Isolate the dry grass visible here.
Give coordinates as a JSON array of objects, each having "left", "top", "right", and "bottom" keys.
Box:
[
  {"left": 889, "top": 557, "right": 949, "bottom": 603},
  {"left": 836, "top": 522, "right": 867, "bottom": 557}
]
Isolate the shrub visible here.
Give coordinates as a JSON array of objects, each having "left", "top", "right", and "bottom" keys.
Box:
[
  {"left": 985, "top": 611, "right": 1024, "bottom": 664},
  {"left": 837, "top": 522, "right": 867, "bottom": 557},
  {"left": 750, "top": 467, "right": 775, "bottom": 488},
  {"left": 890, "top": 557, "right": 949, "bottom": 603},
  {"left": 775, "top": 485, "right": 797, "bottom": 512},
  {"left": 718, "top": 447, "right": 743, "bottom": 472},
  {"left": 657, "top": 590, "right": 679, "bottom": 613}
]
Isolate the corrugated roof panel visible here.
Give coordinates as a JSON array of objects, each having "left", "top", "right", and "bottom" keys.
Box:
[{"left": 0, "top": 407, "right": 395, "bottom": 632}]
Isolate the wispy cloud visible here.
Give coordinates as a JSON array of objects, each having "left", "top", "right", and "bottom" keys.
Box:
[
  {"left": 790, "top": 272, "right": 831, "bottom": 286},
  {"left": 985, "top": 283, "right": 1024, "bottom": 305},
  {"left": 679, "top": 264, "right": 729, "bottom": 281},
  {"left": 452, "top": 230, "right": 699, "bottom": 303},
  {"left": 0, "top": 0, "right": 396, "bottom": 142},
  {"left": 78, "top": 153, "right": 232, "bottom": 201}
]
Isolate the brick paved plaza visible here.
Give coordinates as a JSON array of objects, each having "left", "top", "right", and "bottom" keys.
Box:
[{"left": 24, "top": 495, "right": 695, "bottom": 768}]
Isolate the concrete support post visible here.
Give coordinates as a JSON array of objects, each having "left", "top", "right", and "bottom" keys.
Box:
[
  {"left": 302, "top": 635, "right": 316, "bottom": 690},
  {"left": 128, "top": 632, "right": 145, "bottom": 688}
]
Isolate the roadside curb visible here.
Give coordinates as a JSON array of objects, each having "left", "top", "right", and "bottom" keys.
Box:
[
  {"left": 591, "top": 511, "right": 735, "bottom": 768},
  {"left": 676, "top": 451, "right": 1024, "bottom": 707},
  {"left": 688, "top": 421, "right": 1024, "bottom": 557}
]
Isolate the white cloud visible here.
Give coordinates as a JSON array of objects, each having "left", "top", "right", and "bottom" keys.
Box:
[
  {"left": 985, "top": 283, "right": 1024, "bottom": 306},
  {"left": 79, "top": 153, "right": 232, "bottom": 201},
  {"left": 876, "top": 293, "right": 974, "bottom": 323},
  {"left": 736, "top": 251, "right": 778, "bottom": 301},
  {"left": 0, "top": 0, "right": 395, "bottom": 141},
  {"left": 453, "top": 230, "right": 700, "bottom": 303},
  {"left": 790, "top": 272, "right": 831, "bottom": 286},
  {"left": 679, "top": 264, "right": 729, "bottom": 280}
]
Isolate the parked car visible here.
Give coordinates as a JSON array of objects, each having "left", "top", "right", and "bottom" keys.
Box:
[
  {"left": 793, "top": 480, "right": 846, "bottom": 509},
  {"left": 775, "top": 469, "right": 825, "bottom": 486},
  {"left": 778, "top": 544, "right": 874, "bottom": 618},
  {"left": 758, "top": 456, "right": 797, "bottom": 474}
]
■ ■ ■ ■ ■
Can you write out all the records above again, swapping each "Isolate" for "Locate" and leaving everything else unchanged?

TASK RESULT:
Locate the dry grass visible here.
Give coordinates as a JSON array of objects, each having "left", "top", "right", and "bottom" keys.
Box:
[
  {"left": 889, "top": 557, "right": 949, "bottom": 603},
  {"left": 836, "top": 522, "right": 867, "bottom": 557}
]
Locate the shrub visible here.
Give coordinates as a JSON array of objects, each having "left", "top", "right", and "bottom" keys.
Box:
[
  {"left": 985, "top": 611, "right": 1024, "bottom": 664},
  {"left": 837, "top": 522, "right": 867, "bottom": 557},
  {"left": 750, "top": 467, "right": 775, "bottom": 488},
  {"left": 890, "top": 557, "right": 949, "bottom": 603},
  {"left": 775, "top": 485, "right": 797, "bottom": 512},
  {"left": 718, "top": 447, "right": 743, "bottom": 472},
  {"left": 657, "top": 590, "right": 679, "bottom": 613}
]
Locate the corrugated roof panel visible here.
Give coordinates as a JSON array of objects, each having "left", "top", "right", and "bottom" keys.
Box:
[{"left": 0, "top": 407, "right": 395, "bottom": 632}]
Locate the wispy cloud visible here.
Give coordinates as a JSON array of objects, each having "left", "top", "right", and "bottom" keys.
Box:
[
  {"left": 790, "top": 272, "right": 831, "bottom": 286},
  {"left": 985, "top": 283, "right": 1024, "bottom": 305},
  {"left": 679, "top": 264, "right": 729, "bottom": 281},
  {"left": 452, "top": 230, "right": 699, "bottom": 303},
  {"left": 0, "top": 0, "right": 396, "bottom": 142},
  {"left": 78, "top": 153, "right": 232, "bottom": 201}
]
Locate the brick paved plaza visible here.
Give coordinates as a JSON array of objects, each having "left", "top", "right", and "bottom" keys.
Box:
[{"left": 24, "top": 495, "right": 695, "bottom": 768}]
Locate the concrete support post visible here.
Give coordinates as a JSON array of objects, each having "left", "top", "right", and "bottom" keys.
Box:
[
  {"left": 302, "top": 635, "right": 316, "bottom": 690},
  {"left": 128, "top": 632, "right": 145, "bottom": 688}
]
Locate the roadside curb visible here.
Give coordinates as a JSON array of objects, each having "left", "top", "right", and "bottom" keys.
Box:
[
  {"left": 591, "top": 511, "right": 735, "bottom": 768},
  {"left": 676, "top": 451, "right": 1024, "bottom": 707},
  {"left": 688, "top": 421, "right": 1024, "bottom": 557}
]
Locate the white cloud visible here.
Give coordinates as a JSON array of objects, each having "left", "top", "right", and "bottom" keys.
Box:
[
  {"left": 985, "top": 283, "right": 1024, "bottom": 306},
  {"left": 79, "top": 153, "right": 232, "bottom": 201},
  {"left": 876, "top": 293, "right": 974, "bottom": 323},
  {"left": 736, "top": 251, "right": 778, "bottom": 301},
  {"left": 0, "top": 0, "right": 395, "bottom": 141},
  {"left": 453, "top": 230, "right": 700, "bottom": 303},
  {"left": 790, "top": 272, "right": 831, "bottom": 286},
  {"left": 679, "top": 264, "right": 729, "bottom": 280}
]
Locate the parked car visible here.
Give coordinates as a JSON array of objects, each having "left", "top", "right", and "bottom" keys.
Box:
[
  {"left": 793, "top": 480, "right": 846, "bottom": 509},
  {"left": 775, "top": 469, "right": 825, "bottom": 486},
  {"left": 778, "top": 544, "right": 874, "bottom": 618},
  {"left": 758, "top": 456, "right": 797, "bottom": 474}
]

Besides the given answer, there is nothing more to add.